__Selected excerpt__:
★ ★ ★ ★ ★ ★ ★

Yes mine has been Misbehaving as wellShorty. I hope af stays away for ya. If not, seems like you have a nice relaxing holiday plan ahead.
FXed Dream
Is FF being weird for anyone else? All day yesterday my chart was blank, and today it's like half blank. Not too many symptoms this morning. Some stingy twinges. I hate the tww.
Normally I’d start testing today at 8dpo but I’ve promised OH I will wait til I’m late, hoping my patience pays off. He’s hid my only FRER anyways, so I can’t even secretly poas![]()
Sorry a tmi post.
Defo don't think this is my month
I have zero symptoms not even one.. apart from (tmi coming up)
Painful bowel movements similar to constipation pain but I'm not constipated if that makes sense.. I have endo and that is always my first sign of a flare up for me
I have accepted that more than likely this isn't my month.. and I'm ok with it.. I am going to enjoy drinking over Christmas and New year and relax and hope fully 2019 will bring me a bfp
I know I'm not out till the witch shows and I am going to test with a digi and frer on Tuesday (af due thur/fri) cause the last couple of months I waited till day of af took a test and as I wiped af showed which I think is more annoying.. I think once I see the "not pregnant" on a digi my body will relax and af will come.
(Copied from my ttc journal)
Cycle 5. CD 27. 12 DPO.
Early detection test + FMU =![]()

★ ★ ★ ★ ★ ★ ★

[Saved entries]
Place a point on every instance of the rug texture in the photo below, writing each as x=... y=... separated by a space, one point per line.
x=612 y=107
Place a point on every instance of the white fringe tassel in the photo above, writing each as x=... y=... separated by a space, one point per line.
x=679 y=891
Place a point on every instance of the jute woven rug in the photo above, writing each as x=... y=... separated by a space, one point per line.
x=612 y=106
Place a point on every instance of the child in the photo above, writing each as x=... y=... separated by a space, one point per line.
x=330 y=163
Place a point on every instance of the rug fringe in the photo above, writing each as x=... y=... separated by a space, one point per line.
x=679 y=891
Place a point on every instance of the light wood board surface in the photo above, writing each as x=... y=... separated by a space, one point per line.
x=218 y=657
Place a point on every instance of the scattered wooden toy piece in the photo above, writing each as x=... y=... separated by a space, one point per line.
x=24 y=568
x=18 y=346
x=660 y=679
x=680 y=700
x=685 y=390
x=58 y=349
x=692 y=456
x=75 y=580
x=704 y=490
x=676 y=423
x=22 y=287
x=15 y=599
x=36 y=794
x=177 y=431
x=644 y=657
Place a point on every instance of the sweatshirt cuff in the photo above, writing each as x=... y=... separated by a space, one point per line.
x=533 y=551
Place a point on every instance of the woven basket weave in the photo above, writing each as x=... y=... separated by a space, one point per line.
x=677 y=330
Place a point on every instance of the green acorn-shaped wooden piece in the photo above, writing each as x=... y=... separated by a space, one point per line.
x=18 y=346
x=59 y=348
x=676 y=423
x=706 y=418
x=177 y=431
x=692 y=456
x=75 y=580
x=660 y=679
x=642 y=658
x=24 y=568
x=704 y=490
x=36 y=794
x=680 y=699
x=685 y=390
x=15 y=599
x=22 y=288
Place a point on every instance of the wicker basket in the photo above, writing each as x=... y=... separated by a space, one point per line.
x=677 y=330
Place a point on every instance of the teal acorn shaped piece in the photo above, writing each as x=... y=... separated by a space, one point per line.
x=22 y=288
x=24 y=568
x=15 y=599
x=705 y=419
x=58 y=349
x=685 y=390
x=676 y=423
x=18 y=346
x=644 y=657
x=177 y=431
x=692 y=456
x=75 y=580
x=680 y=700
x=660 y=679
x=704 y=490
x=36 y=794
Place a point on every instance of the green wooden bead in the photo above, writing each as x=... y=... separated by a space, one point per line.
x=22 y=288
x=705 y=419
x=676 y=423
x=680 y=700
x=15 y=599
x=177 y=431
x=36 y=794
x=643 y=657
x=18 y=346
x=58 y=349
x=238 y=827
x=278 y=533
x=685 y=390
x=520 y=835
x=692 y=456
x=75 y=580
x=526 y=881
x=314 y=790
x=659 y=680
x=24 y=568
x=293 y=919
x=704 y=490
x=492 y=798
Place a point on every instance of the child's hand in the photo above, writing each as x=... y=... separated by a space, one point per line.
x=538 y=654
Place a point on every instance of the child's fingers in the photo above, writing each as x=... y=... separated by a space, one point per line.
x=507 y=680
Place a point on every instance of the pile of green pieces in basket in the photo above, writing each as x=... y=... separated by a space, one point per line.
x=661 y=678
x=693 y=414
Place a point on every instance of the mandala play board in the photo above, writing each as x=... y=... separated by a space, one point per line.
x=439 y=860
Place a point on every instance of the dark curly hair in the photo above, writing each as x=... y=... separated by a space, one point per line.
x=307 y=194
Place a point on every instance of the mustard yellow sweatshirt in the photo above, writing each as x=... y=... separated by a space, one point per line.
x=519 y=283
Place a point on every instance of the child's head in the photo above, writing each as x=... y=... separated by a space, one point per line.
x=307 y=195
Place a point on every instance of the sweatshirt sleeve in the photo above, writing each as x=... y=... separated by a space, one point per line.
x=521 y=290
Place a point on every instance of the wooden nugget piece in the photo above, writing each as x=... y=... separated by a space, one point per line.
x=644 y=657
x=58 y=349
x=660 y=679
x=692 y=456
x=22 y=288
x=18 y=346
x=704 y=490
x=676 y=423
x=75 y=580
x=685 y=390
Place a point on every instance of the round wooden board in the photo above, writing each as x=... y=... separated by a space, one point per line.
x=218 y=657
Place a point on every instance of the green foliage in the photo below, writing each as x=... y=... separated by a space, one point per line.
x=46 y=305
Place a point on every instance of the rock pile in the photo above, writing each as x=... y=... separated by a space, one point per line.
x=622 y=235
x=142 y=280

★ ★ ★ ★ ★ ★ ★

__Tasks to perform__:
1) Answer these questions about the forum thread:
(a) What has the poster's OH hidden?
(b) On which days is af due for the poster who plans to test on Tuesday?
(c) Which cycle number appears in the entry copied from a ttc journal?
2) List every kind of pregnancy test the forum thread mentions by name.
3) Write the next post in the forum thread about trying to conceive.

__Solved problems__:
1)
(a) Her only FRER
(b) Thursday or Friday
(c) Cycle 5

2)
- FRER
- Digi
- Early detection test

3)
Took my last early detection test (I have a couple of regular left though). No period yet, but I still have that odd ”cramping” (or more like a warm, burning, twinging feeling) in my uterus.
I feel so sad. Today is my birthday and I’m just waiting for the witch to show up.
It would have been such an awesome and wonderful birthday gift, getting a :BFP: today (since AF is due tomorrow). But no.
I thought I saw something on the test but it was probably just dye and then an indent line or something. It was there within the first part of the time frame but then it was not.
I feel heartbroken.
A couple of days ago I met someone at work who told me they were expecting their second child this summer. Their first is 2,5 years old. I’m happy for them but it hurts inside. A bit of jelaousy. And bitterness. That’s not a pleasant feeling.
I hope my period doesn’t start but it most likely will since it’s due date is here, my tests are all negative, I feel a bit crampy and life is throwing me lemons.